Given task: Extract every line in the data below that contains the word "water", copying each one in full.

** Start **

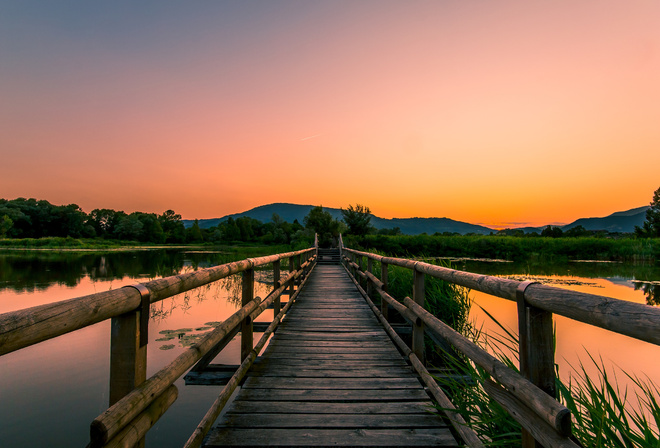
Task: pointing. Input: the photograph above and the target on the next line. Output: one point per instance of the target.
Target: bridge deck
(331, 377)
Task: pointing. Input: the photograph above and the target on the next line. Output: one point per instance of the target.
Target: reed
(603, 414)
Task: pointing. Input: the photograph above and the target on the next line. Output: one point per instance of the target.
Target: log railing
(529, 396)
(136, 402)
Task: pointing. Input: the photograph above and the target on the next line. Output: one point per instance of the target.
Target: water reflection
(32, 271)
(639, 277)
(651, 291)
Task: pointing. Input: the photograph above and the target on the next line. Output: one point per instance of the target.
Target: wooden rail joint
(145, 302)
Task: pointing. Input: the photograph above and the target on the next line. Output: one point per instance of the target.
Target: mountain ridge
(622, 221)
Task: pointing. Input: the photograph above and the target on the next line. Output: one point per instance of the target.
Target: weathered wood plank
(276, 407)
(338, 421)
(321, 438)
(331, 377)
(342, 396)
(339, 383)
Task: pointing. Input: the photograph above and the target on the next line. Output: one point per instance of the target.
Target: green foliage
(358, 219)
(323, 224)
(651, 227)
(514, 248)
(602, 414)
(552, 232)
(5, 225)
(194, 234)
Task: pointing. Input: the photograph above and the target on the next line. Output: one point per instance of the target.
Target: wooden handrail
(550, 410)
(628, 318)
(22, 328)
(111, 422)
(204, 426)
(539, 413)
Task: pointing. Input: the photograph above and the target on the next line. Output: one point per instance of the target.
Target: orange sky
(498, 113)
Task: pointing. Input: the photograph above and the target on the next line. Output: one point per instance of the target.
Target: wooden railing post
(298, 264)
(370, 268)
(128, 350)
(536, 350)
(276, 284)
(246, 325)
(383, 278)
(291, 283)
(418, 327)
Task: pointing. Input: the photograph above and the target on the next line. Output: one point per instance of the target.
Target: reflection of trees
(38, 271)
(651, 291)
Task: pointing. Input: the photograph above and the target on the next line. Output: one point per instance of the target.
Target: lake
(50, 392)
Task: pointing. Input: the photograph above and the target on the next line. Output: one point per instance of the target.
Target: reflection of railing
(136, 402)
(531, 397)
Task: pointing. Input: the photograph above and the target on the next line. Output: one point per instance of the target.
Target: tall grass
(603, 415)
(516, 248)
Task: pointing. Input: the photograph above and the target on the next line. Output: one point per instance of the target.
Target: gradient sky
(494, 112)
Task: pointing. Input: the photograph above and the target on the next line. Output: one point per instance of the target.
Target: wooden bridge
(335, 371)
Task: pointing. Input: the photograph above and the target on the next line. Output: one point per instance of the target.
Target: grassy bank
(512, 248)
(93, 244)
(604, 415)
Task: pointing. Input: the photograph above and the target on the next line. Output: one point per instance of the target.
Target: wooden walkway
(331, 377)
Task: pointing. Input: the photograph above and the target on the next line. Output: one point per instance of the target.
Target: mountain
(624, 221)
(408, 226)
(616, 222)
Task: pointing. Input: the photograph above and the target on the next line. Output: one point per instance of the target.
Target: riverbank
(514, 248)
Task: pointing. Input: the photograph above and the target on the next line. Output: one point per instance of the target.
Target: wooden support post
(383, 278)
(363, 281)
(298, 264)
(128, 351)
(128, 361)
(246, 325)
(536, 351)
(370, 269)
(418, 327)
(291, 284)
(276, 284)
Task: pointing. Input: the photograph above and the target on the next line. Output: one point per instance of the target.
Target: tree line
(32, 218)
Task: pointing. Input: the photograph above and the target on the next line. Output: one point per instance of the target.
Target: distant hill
(408, 226)
(624, 221)
(616, 222)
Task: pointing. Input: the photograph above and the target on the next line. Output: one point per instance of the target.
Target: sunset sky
(502, 113)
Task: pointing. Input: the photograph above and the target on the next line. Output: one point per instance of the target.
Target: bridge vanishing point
(335, 371)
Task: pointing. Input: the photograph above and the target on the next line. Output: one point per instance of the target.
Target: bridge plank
(331, 377)
(322, 438)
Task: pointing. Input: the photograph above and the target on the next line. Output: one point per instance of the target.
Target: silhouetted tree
(651, 227)
(358, 219)
(552, 232)
(323, 224)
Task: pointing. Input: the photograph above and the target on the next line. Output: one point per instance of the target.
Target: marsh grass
(517, 248)
(604, 416)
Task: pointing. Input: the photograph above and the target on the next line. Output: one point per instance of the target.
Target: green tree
(195, 233)
(152, 231)
(577, 232)
(651, 227)
(129, 228)
(104, 221)
(323, 224)
(172, 224)
(552, 232)
(358, 219)
(5, 225)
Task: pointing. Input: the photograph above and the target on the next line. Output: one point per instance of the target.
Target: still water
(50, 392)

** End **

The response:
Target: water reflection
Target: still water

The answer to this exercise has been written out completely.